■ Task data:

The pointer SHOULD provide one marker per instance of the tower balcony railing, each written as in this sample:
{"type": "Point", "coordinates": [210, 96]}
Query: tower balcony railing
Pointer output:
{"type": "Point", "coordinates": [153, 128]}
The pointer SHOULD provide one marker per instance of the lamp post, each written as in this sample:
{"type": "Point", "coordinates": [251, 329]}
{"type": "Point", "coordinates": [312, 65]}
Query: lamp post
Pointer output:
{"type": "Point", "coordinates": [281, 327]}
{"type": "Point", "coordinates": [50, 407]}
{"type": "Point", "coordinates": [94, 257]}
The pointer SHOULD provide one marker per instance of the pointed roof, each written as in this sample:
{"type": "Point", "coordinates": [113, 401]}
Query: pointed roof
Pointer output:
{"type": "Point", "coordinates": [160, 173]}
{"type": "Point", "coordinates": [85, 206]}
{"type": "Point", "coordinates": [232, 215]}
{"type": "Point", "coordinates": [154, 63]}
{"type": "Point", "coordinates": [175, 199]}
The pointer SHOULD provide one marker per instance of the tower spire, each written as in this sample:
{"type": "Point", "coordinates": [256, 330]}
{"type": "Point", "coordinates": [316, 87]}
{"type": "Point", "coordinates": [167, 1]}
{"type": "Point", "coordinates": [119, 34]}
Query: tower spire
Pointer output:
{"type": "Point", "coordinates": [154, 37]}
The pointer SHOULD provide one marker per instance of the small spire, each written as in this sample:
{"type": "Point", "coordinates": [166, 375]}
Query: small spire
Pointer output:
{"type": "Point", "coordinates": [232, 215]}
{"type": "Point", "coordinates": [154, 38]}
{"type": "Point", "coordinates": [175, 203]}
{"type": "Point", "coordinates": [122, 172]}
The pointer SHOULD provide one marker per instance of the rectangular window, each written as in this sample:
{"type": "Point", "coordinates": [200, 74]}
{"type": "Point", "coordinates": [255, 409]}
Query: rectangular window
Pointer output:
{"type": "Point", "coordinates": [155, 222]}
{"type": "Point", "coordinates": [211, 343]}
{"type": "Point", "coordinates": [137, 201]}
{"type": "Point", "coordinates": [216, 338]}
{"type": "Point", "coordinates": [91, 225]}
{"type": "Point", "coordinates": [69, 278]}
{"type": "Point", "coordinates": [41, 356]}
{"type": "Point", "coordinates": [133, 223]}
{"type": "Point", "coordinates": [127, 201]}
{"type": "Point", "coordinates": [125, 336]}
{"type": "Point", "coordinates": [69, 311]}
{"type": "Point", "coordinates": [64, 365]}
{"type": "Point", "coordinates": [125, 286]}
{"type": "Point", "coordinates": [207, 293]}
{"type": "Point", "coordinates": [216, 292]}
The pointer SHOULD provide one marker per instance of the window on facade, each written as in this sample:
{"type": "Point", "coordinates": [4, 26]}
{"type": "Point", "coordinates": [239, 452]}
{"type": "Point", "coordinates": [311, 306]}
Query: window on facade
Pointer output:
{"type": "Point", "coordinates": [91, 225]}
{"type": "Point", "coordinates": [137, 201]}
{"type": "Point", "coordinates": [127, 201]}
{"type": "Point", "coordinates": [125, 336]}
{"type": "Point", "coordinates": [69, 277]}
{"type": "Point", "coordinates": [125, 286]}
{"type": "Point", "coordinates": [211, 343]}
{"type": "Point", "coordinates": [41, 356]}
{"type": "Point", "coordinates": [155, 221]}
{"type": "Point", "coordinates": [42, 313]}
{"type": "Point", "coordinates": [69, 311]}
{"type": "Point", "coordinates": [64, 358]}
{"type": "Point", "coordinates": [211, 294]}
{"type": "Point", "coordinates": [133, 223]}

■ Stated problem:
Copy out all of the lines above, word for word, with nothing changed.

■ Answer in full:
The pointer SHOULD provide one marker per instance of the tower balcony railing, each written as in this sample:
{"type": "Point", "coordinates": [210, 96]}
Query: tower balcony railing
Pointer output:
{"type": "Point", "coordinates": [153, 128]}
The pointer SHOULD provide one marker per instance of the lamp post, each written as in this sample:
{"type": "Point", "coordinates": [251, 329]}
{"type": "Point", "coordinates": [312, 65]}
Query: lamp post
Pointer output:
{"type": "Point", "coordinates": [281, 327]}
{"type": "Point", "coordinates": [50, 407]}
{"type": "Point", "coordinates": [94, 257]}
The pointer SHOULD provide one marker per instance of the pointed roof, each written as in this sample:
{"type": "Point", "coordinates": [113, 401]}
Query: pointed roof
Pointer output:
{"type": "Point", "coordinates": [160, 173]}
{"type": "Point", "coordinates": [85, 206]}
{"type": "Point", "coordinates": [232, 215]}
{"type": "Point", "coordinates": [154, 63]}
{"type": "Point", "coordinates": [175, 199]}
The pointer SHOULD provide one marker per instance of the tower spire, each written as in this sample:
{"type": "Point", "coordinates": [256, 330]}
{"type": "Point", "coordinates": [316, 87]}
{"type": "Point", "coordinates": [167, 1]}
{"type": "Point", "coordinates": [119, 34]}
Query: tower spire
Pointer output:
{"type": "Point", "coordinates": [154, 37]}
The pointer SHOULD provide one marker per instance of the small spire, each written as in this sample:
{"type": "Point", "coordinates": [166, 375]}
Query: small spire
Pointer output:
{"type": "Point", "coordinates": [232, 215]}
{"type": "Point", "coordinates": [154, 38]}
{"type": "Point", "coordinates": [175, 203]}
{"type": "Point", "coordinates": [122, 172]}
The pointer SHOULD provide one marker per instance of the rectangular window, each written as in this sample:
{"type": "Point", "coordinates": [200, 74]}
{"type": "Point", "coordinates": [255, 409]}
Query: rectangular window
Pointer output:
{"type": "Point", "coordinates": [155, 222]}
{"type": "Point", "coordinates": [211, 343]}
{"type": "Point", "coordinates": [137, 201]}
{"type": "Point", "coordinates": [216, 338]}
{"type": "Point", "coordinates": [91, 225]}
{"type": "Point", "coordinates": [69, 278]}
{"type": "Point", "coordinates": [41, 356]}
{"type": "Point", "coordinates": [133, 223]}
{"type": "Point", "coordinates": [127, 201]}
{"type": "Point", "coordinates": [125, 336]}
{"type": "Point", "coordinates": [69, 311]}
{"type": "Point", "coordinates": [64, 365]}
{"type": "Point", "coordinates": [125, 286]}
{"type": "Point", "coordinates": [207, 293]}
{"type": "Point", "coordinates": [216, 292]}
The pointer SHOULD provide one marker per instance of the window on facade, each written as in this sample:
{"type": "Point", "coordinates": [4, 26]}
{"type": "Point", "coordinates": [239, 452]}
{"type": "Point", "coordinates": [311, 306]}
Query: window on facade
Pointer output:
{"type": "Point", "coordinates": [91, 225]}
{"type": "Point", "coordinates": [137, 201]}
{"type": "Point", "coordinates": [127, 201]}
{"type": "Point", "coordinates": [125, 336]}
{"type": "Point", "coordinates": [69, 277]}
{"type": "Point", "coordinates": [125, 286]}
{"type": "Point", "coordinates": [211, 343]}
{"type": "Point", "coordinates": [41, 356]}
{"type": "Point", "coordinates": [155, 221]}
{"type": "Point", "coordinates": [42, 313]}
{"type": "Point", "coordinates": [69, 311]}
{"type": "Point", "coordinates": [64, 358]}
{"type": "Point", "coordinates": [211, 294]}
{"type": "Point", "coordinates": [133, 223]}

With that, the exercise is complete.